▶ _Auszug aus Text_
....

# taz.de -- Entwaldung für Sojaanbau in Brasilien: Dann holzt die Firma eben woanders
       
       > Statt im Amazonas-Regenwald wird in der Cerrado-Savanne gerodet. Die Spur
       > der Zerstörung soll bis nach Deutschland führen.
       
 (IMG) Bild: Landschaft an der Grenze zwischen Amazonienh und Cerrado, Brasilien, 28.07.2021
       
       BERLIN taz | Anfang Juni machte eine hoffnungsvolle Nachricht die Runde:
       Die [1][Abholzung im Amazonas-Regenwald nimmt ab.] Stolze 31 Prozent
       weniger Waldfläche wurde seit Anfang des Jahres abgeholzt. Allerdings: Im
       gleichen Zeitraum stieg die Entwaldung in der zentralbrasilianischen
       Savanne Cerrado stark an. Zwischen Januar und Mai 2023 wurden dort 353.200
       Hektar Wald zerstört – das ist der höchste Wert der letzten fünf Jahre.
       Allein im Mai 2023 waren die Entwaldungsmeldungen im Cerrado um 83 Prozent
       höher als im Vorjahr.
       
       Eine am Montag vorgestellte [2][Studie der Deutschen Umwelthilfe und der
       US-amerikanischen Umweltschutzorganisation Mighty Earth] zeigt: Die Spur
       der Zerstörung im Cerrado führt auch nach Deutschland. Anhand von
       Satellitenbildern und Rechnungen identifizierten die Autor*innen
       Soja-Lieferanten, die für die Abholzung, Brandrodung und Zerstörung von
       11.351 Hektar Land nach 2021 verantwortlich seien sollen.
       
       Der Cerrado ist die artenreichste Savanne der Welt, erstreckt sich über
       mehrere brasilianische Bundesstaaten und ist mit mehr als 200 Millionen
       Hektar so groß wie Frankreich, Italien, Deutschland, Spanien und das
       Vereinigte Königreich zusammen. Über Boden und Wurzelsysteme speichert der
       „umgedrehte Wald“ rund 137 Milliarden Tonnen Kohlenstoff. Die Hälfte der
       Cerrado ist bereits entwaldet und wurde in landwirtschaftliche Nutzflächen
       und Weideland umgewandelt, vor allem für den Soja-Anbau.

....

Schreib den Artikel über die Rodungen in der Cerrado-Savanne nach seinem letzten Satz weiter.

▶ _Verfügbares Material_
....

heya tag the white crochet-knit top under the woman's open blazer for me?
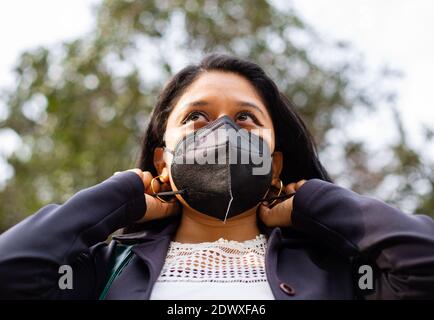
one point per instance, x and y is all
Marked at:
(223, 269)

....

▶ _Lösung der Aufgabe_
       Mehr als 50 Prozent der brasilianischen Sojaanbauflächen befinden sich im
       Cerrado. Soja kommt vor allem als Futtermittel in der Tierproduktion zum
       Einsatz, ein Großteil des brasilianischen Sojas geht ins Ausland. Die
       weltweit steigende Nachfrage nach Fleisch begünstigt den Soja-Boom in
       Brasilien, [3][die Folgen sind oft verheerend: Umweltverschmutzung,
       Landraub, Konflikte mit indigenen Gemeinden].
       
       ## Wer ist der Zerstörer?
       
       Ein Konzern steht in der Studie im Fokus: Bunge. Der US-Konzern mit einem
       Jahresumsatz von 67 Milliarden US-Dollar soll für die Zerstörung von 15.897
       Fußballfeldern in der Cerrado-Savanne direkt verantwortlich sein. „Bunge
       kann ohne Weiteres als der Sojahändler mit dem größten Entwaldungsrisiko im
       Cerrado gelten“, heißt es in der Studie.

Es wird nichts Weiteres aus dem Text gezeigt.